[Challenge] Format every line of the items below as a JSON list of strings, one string per line, leaving out blank lines and the pictures.

[Material shown]

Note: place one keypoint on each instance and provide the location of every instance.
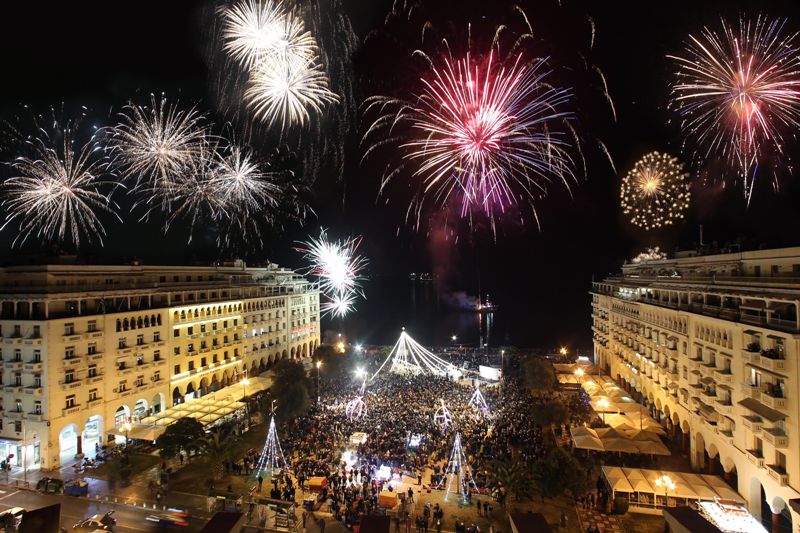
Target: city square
(377, 266)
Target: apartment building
(710, 344)
(85, 348)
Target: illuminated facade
(710, 345)
(87, 348)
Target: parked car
(98, 522)
(76, 487)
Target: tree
(184, 434)
(217, 448)
(558, 472)
(290, 389)
(514, 476)
(538, 374)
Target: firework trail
(56, 190)
(656, 192)
(738, 93)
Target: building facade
(710, 344)
(86, 349)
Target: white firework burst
(56, 192)
(257, 31)
(157, 145)
(284, 93)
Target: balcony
(773, 400)
(756, 457)
(70, 410)
(723, 376)
(778, 473)
(723, 406)
(753, 423)
(775, 436)
(33, 366)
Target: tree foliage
(559, 472)
(538, 374)
(184, 434)
(290, 389)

[Written solution]
[
  "Note: place one keypoint on each instance and provide the location of every instance.",
  "Target: city square",
  "(377, 266)",
  "Target: apartment building",
  "(710, 344)",
  "(85, 348)",
  "Target: illuminated facade",
  "(710, 345)",
  "(87, 348)",
  "Target: parked car",
  "(98, 522)",
  "(76, 487)",
  "Target: tree",
  "(184, 434)",
  "(217, 448)",
  "(558, 472)",
  "(290, 389)",
  "(514, 476)",
  "(538, 374)",
  "Target: firework trail",
  "(56, 190)",
  "(656, 192)",
  "(738, 93)",
  "Target: building facade",
  "(710, 344)",
  "(86, 349)",
  "Target: white firework burst",
  "(56, 192)",
  "(257, 31)",
  "(157, 145)",
  "(284, 93)",
  "Target: balcony",
  "(773, 400)",
  "(756, 457)",
  "(70, 410)",
  "(723, 376)",
  "(778, 473)",
  "(723, 406)",
  "(753, 423)",
  "(775, 436)",
  "(33, 366)",
  "Target: tree foliage",
  "(559, 472)",
  "(538, 374)",
  "(184, 434)",
  "(290, 389)"
]